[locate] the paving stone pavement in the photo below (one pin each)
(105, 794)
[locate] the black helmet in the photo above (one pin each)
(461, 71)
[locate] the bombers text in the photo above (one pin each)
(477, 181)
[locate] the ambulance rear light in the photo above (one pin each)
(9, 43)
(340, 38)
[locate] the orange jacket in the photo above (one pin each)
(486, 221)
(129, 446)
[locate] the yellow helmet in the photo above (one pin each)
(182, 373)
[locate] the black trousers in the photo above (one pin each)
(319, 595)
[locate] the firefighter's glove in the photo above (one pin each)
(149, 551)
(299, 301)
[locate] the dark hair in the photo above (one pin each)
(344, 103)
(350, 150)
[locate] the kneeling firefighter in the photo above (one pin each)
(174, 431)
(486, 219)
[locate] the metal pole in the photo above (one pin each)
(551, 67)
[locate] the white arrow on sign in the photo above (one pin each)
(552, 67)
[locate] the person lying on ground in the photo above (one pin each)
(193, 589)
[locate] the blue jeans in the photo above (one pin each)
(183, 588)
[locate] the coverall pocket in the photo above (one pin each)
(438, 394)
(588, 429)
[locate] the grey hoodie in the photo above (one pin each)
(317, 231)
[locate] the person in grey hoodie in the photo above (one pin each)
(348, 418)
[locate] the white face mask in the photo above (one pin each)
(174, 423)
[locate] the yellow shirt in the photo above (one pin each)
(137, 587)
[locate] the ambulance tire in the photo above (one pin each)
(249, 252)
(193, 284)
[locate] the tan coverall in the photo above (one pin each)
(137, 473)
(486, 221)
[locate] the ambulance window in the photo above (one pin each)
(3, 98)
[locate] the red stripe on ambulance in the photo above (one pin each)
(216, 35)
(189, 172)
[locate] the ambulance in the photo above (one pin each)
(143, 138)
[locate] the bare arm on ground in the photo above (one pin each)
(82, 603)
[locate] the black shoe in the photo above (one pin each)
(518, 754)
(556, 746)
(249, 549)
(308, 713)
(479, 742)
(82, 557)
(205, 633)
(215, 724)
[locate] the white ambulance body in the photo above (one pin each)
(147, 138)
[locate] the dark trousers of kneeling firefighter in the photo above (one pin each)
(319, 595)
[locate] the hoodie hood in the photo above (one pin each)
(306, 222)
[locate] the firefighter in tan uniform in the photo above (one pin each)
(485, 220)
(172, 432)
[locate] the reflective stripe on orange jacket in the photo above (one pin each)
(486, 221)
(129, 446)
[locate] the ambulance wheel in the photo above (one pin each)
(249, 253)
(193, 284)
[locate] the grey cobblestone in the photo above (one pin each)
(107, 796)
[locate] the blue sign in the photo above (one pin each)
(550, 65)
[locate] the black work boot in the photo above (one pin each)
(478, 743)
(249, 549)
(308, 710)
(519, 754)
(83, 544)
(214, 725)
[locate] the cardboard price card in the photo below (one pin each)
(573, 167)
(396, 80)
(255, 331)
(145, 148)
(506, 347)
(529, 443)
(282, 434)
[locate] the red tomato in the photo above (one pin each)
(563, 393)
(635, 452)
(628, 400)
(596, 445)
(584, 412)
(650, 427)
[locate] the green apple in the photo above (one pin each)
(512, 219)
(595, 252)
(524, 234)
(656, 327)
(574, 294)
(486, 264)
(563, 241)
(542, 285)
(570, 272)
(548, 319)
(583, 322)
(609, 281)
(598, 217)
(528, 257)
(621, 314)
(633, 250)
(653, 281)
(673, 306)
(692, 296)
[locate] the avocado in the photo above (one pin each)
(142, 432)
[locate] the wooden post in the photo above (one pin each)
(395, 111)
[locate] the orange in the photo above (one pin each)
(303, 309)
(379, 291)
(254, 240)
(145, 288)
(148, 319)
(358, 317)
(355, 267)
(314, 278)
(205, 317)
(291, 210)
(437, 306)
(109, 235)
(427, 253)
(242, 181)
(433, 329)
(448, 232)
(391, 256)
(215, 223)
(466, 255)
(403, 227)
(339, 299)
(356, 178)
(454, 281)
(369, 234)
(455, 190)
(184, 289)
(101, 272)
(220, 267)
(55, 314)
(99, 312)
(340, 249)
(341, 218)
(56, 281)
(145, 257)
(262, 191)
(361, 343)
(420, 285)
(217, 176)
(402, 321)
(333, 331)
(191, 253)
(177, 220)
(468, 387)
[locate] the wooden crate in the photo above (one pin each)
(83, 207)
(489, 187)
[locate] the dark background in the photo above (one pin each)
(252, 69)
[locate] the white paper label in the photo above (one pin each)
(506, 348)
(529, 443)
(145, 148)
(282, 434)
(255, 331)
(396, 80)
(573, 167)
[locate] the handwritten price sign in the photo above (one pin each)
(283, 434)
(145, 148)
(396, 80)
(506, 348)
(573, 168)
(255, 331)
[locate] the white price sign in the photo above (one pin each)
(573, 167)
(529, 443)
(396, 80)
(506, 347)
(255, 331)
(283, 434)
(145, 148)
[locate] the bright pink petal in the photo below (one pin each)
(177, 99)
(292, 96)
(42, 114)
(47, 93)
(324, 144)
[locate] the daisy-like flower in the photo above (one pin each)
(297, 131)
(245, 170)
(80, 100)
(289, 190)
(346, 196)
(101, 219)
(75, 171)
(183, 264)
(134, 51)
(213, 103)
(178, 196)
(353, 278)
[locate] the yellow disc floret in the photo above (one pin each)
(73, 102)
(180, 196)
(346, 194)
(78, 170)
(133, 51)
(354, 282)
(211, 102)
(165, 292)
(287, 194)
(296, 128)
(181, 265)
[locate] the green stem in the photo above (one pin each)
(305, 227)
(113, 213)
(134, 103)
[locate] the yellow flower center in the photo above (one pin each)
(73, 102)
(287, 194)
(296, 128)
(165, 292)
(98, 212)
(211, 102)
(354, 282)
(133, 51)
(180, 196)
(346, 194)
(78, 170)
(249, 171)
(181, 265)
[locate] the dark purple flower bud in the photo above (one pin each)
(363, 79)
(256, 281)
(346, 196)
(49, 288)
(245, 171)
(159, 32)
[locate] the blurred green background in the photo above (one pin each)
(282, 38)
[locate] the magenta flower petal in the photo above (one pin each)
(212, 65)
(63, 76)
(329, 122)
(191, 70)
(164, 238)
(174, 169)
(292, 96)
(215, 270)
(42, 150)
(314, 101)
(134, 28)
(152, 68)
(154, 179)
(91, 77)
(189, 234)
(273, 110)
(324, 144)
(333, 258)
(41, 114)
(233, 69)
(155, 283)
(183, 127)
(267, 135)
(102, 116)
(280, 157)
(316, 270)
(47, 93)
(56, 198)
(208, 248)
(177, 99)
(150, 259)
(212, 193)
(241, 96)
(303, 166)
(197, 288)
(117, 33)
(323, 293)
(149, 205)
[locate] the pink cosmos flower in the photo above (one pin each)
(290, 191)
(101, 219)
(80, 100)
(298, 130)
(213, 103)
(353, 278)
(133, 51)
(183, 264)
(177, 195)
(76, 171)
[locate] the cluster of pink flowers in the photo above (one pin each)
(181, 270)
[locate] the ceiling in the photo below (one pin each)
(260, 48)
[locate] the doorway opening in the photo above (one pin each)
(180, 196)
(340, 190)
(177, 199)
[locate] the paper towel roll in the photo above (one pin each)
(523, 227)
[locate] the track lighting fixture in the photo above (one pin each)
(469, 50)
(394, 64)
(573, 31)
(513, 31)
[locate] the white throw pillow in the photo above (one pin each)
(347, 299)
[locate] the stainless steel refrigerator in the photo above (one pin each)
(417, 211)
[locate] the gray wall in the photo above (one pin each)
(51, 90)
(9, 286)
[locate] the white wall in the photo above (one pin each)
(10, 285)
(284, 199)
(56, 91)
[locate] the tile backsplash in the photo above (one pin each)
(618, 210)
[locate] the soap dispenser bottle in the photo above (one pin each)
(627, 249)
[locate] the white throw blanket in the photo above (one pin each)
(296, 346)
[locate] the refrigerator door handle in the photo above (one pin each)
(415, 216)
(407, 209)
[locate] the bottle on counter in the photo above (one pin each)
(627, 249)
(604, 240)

========

» Written task: The answer consists only of the lines from the one containing "[locate] the cluster" to the end of the records, each written out exactly.

» Answer below:
[locate] the cluster of pink flowers in the photo above (one pin each)
(181, 270)
[locate] the ceiling in the photo below (one pin each)
(260, 48)
[locate] the doorway opening in the photo above (one pin each)
(180, 196)
(340, 190)
(177, 199)
[locate] the paper towel roll in the photo above (one pin each)
(523, 227)
[locate] the track lighting fixture in the photo above (one pin each)
(469, 50)
(394, 64)
(573, 31)
(513, 31)
[locate] the white throw pillow in the photo above (one pin each)
(347, 299)
[locate] the stainless steel refrigerator in the photo above (one pin each)
(417, 211)
[locate] the gray wall in the photo above (one pin each)
(51, 90)
(9, 286)
[locate] the white wall in the photo above (one pin each)
(10, 285)
(284, 199)
(56, 91)
[locate] the tile backsplash in the photo above (one pin each)
(618, 210)
[locate] the soap dispenser bottle in the photo above (one pin each)
(627, 249)
[locate] the white throw blanket in the photo above (one pin each)
(296, 346)
[locate] the refrigerator door handle in the photo above (one pin each)
(415, 216)
(407, 209)
[locate] the bottle on counter in the photo above (one pin each)
(627, 249)
(604, 240)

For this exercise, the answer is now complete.